Output the material word for word. Leave each picture out.

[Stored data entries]
(begin)
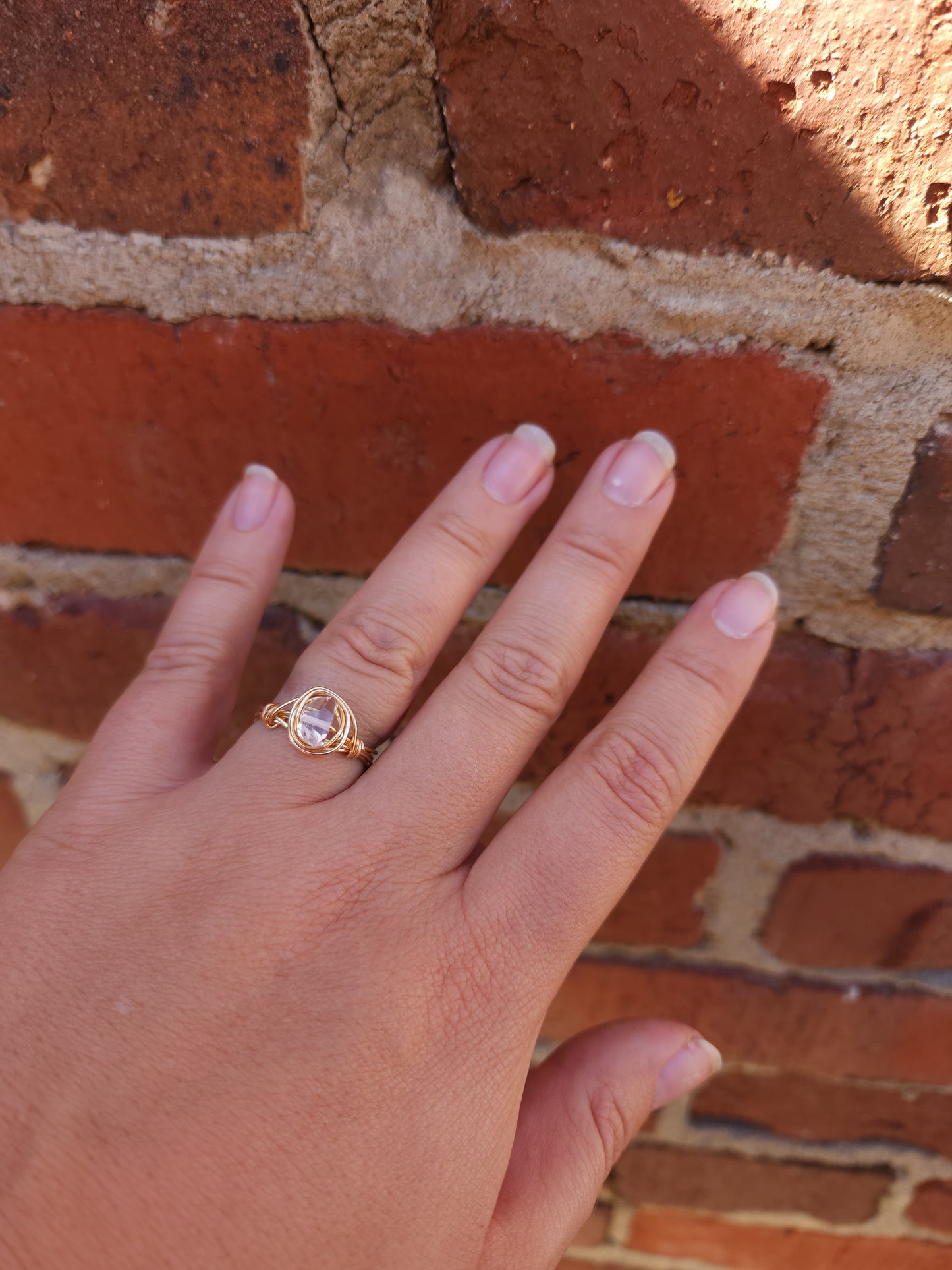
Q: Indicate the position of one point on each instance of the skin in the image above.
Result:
(269, 1011)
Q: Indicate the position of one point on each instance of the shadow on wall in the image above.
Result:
(705, 125)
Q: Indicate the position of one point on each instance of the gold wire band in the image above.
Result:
(342, 734)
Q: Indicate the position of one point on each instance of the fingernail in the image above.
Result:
(640, 469)
(746, 605)
(257, 494)
(518, 464)
(688, 1068)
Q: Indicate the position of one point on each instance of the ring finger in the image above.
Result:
(501, 700)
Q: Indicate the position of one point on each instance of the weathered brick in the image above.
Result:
(729, 1245)
(75, 657)
(916, 558)
(709, 126)
(134, 431)
(179, 117)
(813, 1109)
(724, 1183)
(804, 1026)
(932, 1207)
(826, 732)
(659, 907)
(13, 823)
(843, 912)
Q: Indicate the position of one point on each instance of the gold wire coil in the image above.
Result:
(342, 733)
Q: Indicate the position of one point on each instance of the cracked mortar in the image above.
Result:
(390, 246)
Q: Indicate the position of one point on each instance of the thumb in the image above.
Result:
(579, 1111)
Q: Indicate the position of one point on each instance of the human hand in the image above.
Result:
(263, 1012)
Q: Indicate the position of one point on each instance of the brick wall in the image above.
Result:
(353, 242)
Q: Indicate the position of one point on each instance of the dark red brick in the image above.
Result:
(932, 1207)
(813, 1109)
(724, 1183)
(126, 434)
(659, 907)
(826, 732)
(839, 912)
(734, 1246)
(179, 117)
(705, 126)
(13, 823)
(800, 1025)
(75, 657)
(916, 558)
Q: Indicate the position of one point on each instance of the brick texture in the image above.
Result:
(13, 824)
(174, 117)
(833, 912)
(916, 559)
(932, 1207)
(826, 732)
(75, 657)
(820, 1111)
(801, 1026)
(706, 126)
(733, 1246)
(122, 423)
(668, 1176)
(659, 907)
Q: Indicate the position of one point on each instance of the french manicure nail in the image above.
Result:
(746, 605)
(640, 469)
(686, 1070)
(518, 464)
(256, 498)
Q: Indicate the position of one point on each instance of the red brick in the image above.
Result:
(132, 431)
(13, 823)
(798, 747)
(819, 1111)
(932, 1207)
(916, 559)
(842, 912)
(723, 1183)
(596, 1228)
(706, 127)
(802, 1026)
(826, 732)
(659, 907)
(733, 1246)
(173, 119)
(75, 657)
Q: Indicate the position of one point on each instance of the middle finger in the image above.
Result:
(493, 710)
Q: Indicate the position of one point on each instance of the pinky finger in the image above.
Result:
(165, 727)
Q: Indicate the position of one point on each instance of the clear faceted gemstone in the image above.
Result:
(316, 720)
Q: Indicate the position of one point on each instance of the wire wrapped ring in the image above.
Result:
(319, 722)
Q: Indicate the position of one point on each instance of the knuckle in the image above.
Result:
(612, 1122)
(225, 573)
(592, 550)
(701, 675)
(187, 656)
(459, 533)
(516, 671)
(638, 775)
(372, 643)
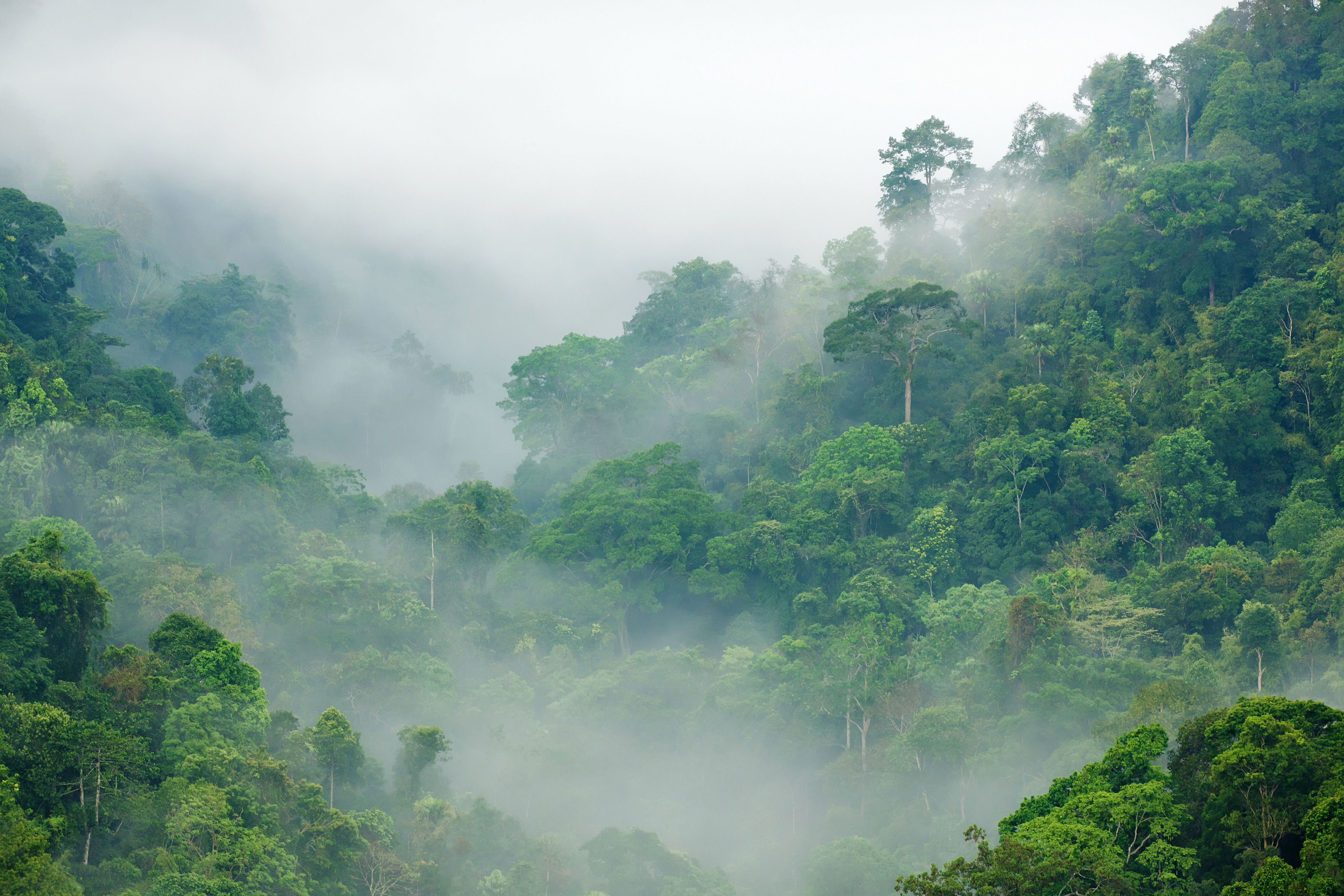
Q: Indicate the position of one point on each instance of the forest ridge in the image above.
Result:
(1000, 554)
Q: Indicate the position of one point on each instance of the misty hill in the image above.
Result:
(1009, 541)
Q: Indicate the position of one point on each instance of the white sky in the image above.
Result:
(555, 150)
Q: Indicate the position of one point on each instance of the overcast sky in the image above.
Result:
(555, 150)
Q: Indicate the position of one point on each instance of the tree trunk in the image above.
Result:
(88, 827)
(863, 764)
(623, 636)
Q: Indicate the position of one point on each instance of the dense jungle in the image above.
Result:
(1000, 554)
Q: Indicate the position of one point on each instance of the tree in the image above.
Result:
(695, 295)
(916, 159)
(471, 526)
(858, 670)
(68, 605)
(1177, 488)
(107, 762)
(1144, 107)
(1187, 69)
(337, 746)
(933, 549)
(562, 395)
(421, 749)
(630, 526)
(1039, 340)
(855, 260)
(1258, 629)
(1035, 133)
(858, 476)
(228, 315)
(26, 868)
(217, 393)
(1018, 460)
(983, 287)
(897, 326)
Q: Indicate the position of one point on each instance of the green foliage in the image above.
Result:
(228, 315)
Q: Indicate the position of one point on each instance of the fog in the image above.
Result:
(495, 175)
(end)
### Final result
Q: Indicate the position of one point on each instance of the skin in the image above.
Result:
(269, 1011)
Q: Indicate the position of one point on each instance of the shadow on wall in the image above.
Result:
(705, 125)
Q: Indicate the position of one point on each instance of the gold wire band in the image above.
Result:
(342, 734)
Q: Indicate the position of one point on each instance of the fingernail in the image above.
Result:
(640, 469)
(746, 605)
(257, 494)
(518, 464)
(688, 1068)
Q: Indicate the position of one point on each instance of the ring finger in the image above.
Result:
(501, 700)
Q: Indicate the position of one point on each instance of the weathered brick in the image above.
Result:
(729, 1245)
(75, 657)
(916, 558)
(709, 126)
(134, 431)
(179, 117)
(813, 1109)
(724, 1183)
(804, 1026)
(932, 1207)
(826, 732)
(659, 907)
(13, 823)
(843, 912)
Q: Indicate the position of one point on each instance of the gold wire coil in the image above.
Result:
(342, 733)
Q: Indicate the position of one point on each instance of the cracked mortar in the image above.
Result:
(390, 246)
Q: Indicate the position of one point on each instance of the thumb in the image above.
Result:
(579, 1111)
Q: Indicate the position of one point on each instance of the human hand in the image above.
Result:
(263, 1012)
Q: Indicate the position of one point on each instance of the brick wall in the image above.
Result:
(353, 242)
Q: Indicate the position of one point on each instance of the dark red brick in the image above.
Result:
(932, 1207)
(813, 1109)
(724, 1183)
(126, 434)
(659, 907)
(826, 732)
(839, 912)
(734, 1246)
(179, 117)
(705, 126)
(13, 823)
(800, 1025)
(75, 657)
(916, 558)
Q: Indicate the position of one point on each instance of the brick texture in the image above.
Result:
(13, 824)
(174, 117)
(833, 912)
(916, 559)
(932, 1207)
(826, 732)
(75, 657)
(820, 1111)
(801, 1026)
(706, 126)
(733, 1246)
(122, 423)
(668, 1176)
(659, 907)
Q: Indicate the position of one point on each instance of the french manicure nail in the image above.
Result:
(746, 605)
(640, 469)
(686, 1070)
(518, 464)
(256, 498)
Q: Indicate the position of one point on each instance of the red brick in the image above.
Result:
(132, 431)
(13, 823)
(798, 747)
(819, 1111)
(932, 1207)
(916, 559)
(842, 912)
(723, 1183)
(596, 1228)
(706, 127)
(802, 1026)
(826, 732)
(659, 907)
(733, 1246)
(173, 119)
(75, 657)
Q: Indicate the position of one point on each instance of the middle finger in the image above.
Result:
(493, 710)
Q: Indicate the position of one point on each instance of the pinky finger in the image above.
Result:
(165, 727)
Q: Indicate the position of one point on each instance of the clear faceted gemstone in the image above.
Result:
(316, 720)
Q: Indicate the position of one point on each instance of the wire wrapped ring in the image above.
Result:
(319, 722)
Q: Indicate the position of one point on each instance of the knuckle in the image above.
Result:
(612, 1122)
(225, 573)
(592, 550)
(701, 675)
(187, 656)
(459, 533)
(516, 671)
(638, 775)
(372, 643)
Q: Indicate the position of one point on each instance of the forest ridge in the image above.
Result:
(1000, 554)
Q: Indicate the position of one point on each instance of the misty hill in the image above.
Result:
(1009, 541)
Q: Indicate the position of one point on each instance of the white sky in the image above.
Result:
(555, 150)
Q: Indicate the position of one point on each instance of the overcast sky in the image above.
Result:
(555, 150)
Q: Indicate the position of one point on each instance of the tree trunk in the image above.
Result:
(88, 827)
(863, 764)
(623, 636)
Q: Indicate the position of one point on each instance of the dense jungle in the image above.
Result:
(1000, 554)
Q: Indicate the position of one point on each instance of the tree in the image above.
Result:
(695, 295)
(916, 159)
(471, 526)
(858, 670)
(68, 605)
(1177, 488)
(107, 762)
(1144, 107)
(1187, 69)
(337, 746)
(933, 549)
(562, 395)
(421, 749)
(630, 526)
(1039, 340)
(855, 260)
(1258, 629)
(1035, 133)
(858, 476)
(228, 315)
(26, 868)
(217, 393)
(1018, 460)
(983, 287)
(897, 326)
Q: Indicate the position of one point on each instance of the green foliage in the image above.
Result:
(228, 315)
Q: Indicate the position of one point on each instance of the fog in the image above.
Result:
(495, 175)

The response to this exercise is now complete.